WHAT TO WORK ON =>
Take the entries below and print all of them exactly, please.

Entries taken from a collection
__________________________________________________

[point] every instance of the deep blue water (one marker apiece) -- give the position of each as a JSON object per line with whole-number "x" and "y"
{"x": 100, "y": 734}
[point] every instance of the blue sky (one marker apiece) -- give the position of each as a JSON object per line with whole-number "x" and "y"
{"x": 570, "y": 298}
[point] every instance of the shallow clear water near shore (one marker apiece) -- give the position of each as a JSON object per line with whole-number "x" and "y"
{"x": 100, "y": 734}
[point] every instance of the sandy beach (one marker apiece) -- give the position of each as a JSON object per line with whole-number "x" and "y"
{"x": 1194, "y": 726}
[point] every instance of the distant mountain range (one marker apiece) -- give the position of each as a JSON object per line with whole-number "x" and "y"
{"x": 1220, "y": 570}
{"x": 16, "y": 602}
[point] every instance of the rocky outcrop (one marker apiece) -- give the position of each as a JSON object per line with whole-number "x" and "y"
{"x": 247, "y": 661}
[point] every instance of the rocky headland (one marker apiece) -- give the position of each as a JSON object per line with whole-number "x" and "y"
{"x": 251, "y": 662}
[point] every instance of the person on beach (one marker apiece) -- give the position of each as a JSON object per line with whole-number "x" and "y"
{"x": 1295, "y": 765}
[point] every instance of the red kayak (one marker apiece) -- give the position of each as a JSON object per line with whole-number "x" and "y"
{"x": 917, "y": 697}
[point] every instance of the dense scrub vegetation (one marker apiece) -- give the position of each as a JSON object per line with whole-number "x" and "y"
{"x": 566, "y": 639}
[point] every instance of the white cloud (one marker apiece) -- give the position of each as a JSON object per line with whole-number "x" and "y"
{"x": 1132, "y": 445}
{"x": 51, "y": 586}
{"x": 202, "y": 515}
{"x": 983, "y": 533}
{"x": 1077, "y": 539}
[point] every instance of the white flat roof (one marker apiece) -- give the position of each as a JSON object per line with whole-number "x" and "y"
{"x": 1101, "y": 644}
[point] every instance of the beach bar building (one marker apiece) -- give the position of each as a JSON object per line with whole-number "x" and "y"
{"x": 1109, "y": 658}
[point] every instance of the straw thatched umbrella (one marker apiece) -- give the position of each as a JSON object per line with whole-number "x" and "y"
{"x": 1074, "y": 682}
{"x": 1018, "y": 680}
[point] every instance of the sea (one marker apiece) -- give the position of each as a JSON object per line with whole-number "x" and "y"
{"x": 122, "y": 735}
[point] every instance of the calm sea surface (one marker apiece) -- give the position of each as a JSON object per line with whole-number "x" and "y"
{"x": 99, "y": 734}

__________________________________________________

TASK ANSWER =>
[point] every instance of the deep blue water (one marker apiece) -- give the position of each as a JSON object per line with whole-number "x" and "y"
{"x": 100, "y": 734}
[point] every instance of the blue sky (one marker apiece) -- give the position of each as a JSON object per line with whole-number "x" and "y"
{"x": 570, "y": 298}
[point] every instance of the shallow clear water near shore (one marker apiece) -- give the position of each as a JSON object per line with whole-number "x" and "y"
{"x": 100, "y": 734}
[point] every instance of the sandy beach (one marker apiece) -- give the position of each as a JSON object per line with whole-number "x" and "y"
{"x": 1194, "y": 726}
[point] every instance of the distant mountain range (one marker apiece) -- give the position of each as a JSON object per line with whole-number "x" and "y"
{"x": 1220, "y": 570}
{"x": 16, "y": 602}
[point] every instance of the rocky outcrop (one marker apiece) -- give the position of each as a JSON object per line with whole-number "x" and "y"
{"x": 247, "y": 661}
[point] every instance of the rocky headland (one marker apiece) -- give the position of each as a JSON object per line with whole-number "x" and "y"
{"x": 251, "y": 662}
[point] every instance of the person on beach (one marker apiece) -- give the position of each as a JSON object per line with whole-number "x" and "y"
{"x": 1295, "y": 765}
[point] every instance of the red kayak (one marker apiece) -- give the position of each as a JSON object per line with whole-number "x" and "y"
{"x": 917, "y": 697}
[point] every instance of the dense scrub vegetation (one marker apiece) -- give the position of each as a JSON object per line with whole-number "x" and "y"
{"x": 566, "y": 639}
[point] every instance of the white cloud (one marker apiece) -- give the position of each as a JSON object per line with whole-number "x" and "y"
{"x": 1132, "y": 445}
{"x": 51, "y": 586}
{"x": 202, "y": 515}
{"x": 983, "y": 533}
{"x": 1077, "y": 539}
[point] every instance of the white flat roof (one marker apiece) -- give the position of each as a JSON object per line with whole-number "x" and "y"
{"x": 1101, "y": 644}
[point] every instance of the beach bar building (one marker apiece) -- give the position of each as a JSON object per line with whole-number "x" and "y"
{"x": 1109, "y": 658}
[point] every instance of the straw thatched umbrella (one marker apiece) -- give the position of each as a JSON object per line with whole-number "x" and "y"
{"x": 1074, "y": 682}
{"x": 1018, "y": 680}
[point] every instance of the sea (one marker apiece) -- give the position of each as a JSON object per line with whole-number "x" and "y"
{"x": 122, "y": 735}
[point] every instance of the calm sea surface (one marker apiece) -- give the position of each as a JSON object per line with whole-number "x" and "y"
{"x": 99, "y": 734}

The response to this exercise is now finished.